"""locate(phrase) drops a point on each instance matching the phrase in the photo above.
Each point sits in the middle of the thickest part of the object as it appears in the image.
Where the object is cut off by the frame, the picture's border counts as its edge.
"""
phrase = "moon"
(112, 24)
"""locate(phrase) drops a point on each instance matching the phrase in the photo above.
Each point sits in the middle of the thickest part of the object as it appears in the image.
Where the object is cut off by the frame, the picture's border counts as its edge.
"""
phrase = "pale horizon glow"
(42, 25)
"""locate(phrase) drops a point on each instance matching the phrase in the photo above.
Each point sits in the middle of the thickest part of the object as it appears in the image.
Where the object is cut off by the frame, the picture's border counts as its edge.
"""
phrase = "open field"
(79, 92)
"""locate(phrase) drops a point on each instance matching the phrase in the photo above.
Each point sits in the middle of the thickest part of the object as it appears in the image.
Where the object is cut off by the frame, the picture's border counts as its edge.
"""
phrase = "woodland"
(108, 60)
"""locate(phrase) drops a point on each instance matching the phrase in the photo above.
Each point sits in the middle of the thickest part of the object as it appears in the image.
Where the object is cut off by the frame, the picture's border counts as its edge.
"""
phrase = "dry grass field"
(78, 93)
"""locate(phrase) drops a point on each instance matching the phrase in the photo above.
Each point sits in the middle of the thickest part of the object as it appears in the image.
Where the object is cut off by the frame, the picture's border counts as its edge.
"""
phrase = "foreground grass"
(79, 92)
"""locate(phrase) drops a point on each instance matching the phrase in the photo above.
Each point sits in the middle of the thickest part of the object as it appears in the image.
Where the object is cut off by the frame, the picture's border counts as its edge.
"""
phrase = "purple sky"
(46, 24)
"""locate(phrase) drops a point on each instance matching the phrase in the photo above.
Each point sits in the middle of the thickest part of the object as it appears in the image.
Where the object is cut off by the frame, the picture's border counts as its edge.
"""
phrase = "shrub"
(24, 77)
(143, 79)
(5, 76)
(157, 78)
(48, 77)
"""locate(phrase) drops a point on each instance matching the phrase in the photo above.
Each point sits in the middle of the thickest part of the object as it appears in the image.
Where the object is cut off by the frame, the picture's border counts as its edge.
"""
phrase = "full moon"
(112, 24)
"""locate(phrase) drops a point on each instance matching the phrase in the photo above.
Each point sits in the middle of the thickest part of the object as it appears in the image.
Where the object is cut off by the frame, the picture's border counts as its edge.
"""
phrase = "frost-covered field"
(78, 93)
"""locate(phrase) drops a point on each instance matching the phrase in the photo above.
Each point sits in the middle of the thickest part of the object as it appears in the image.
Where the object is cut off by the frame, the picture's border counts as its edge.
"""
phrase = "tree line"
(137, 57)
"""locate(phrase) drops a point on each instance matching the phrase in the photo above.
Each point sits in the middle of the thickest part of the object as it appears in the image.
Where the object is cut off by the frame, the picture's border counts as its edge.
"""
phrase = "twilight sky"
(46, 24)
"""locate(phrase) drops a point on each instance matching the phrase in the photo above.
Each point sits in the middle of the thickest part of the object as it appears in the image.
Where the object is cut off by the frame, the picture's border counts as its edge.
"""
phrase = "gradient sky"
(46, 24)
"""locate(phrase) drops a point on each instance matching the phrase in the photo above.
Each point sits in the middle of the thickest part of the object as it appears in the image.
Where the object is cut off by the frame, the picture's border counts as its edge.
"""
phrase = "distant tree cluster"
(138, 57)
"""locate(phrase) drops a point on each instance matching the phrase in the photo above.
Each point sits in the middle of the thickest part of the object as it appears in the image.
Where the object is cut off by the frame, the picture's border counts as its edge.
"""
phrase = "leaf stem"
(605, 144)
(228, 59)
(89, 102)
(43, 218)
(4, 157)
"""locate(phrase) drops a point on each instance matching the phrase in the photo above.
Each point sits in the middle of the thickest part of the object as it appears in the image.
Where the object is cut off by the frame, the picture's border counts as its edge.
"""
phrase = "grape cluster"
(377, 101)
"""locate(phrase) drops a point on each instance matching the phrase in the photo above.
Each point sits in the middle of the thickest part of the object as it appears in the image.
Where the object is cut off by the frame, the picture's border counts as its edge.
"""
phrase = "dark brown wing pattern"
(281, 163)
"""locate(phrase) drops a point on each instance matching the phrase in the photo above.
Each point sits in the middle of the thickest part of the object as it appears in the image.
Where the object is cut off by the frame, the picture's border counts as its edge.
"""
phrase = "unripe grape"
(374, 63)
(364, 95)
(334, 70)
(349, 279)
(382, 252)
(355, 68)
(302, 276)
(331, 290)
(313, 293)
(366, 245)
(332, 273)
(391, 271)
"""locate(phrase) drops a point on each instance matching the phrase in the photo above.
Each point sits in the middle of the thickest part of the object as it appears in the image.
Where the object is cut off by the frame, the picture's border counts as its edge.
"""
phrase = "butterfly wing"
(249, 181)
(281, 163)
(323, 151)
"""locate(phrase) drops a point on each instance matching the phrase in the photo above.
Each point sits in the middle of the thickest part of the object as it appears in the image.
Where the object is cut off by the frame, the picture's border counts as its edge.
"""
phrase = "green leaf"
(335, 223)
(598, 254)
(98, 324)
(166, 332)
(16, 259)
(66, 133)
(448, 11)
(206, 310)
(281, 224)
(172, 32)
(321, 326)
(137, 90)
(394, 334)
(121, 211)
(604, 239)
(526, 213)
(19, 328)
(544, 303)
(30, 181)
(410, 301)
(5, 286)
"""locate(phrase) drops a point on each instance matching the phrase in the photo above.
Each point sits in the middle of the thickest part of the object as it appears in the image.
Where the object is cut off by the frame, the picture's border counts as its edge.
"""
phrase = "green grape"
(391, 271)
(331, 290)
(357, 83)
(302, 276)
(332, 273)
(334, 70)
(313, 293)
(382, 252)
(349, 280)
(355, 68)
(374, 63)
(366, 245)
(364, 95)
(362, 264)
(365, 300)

» **Written instruction**
Pull out every line of the material that contains the string "field".

» **Full answer**
phrase = "open field"
phrase = "dry grass field"
phrase = "frost-covered field"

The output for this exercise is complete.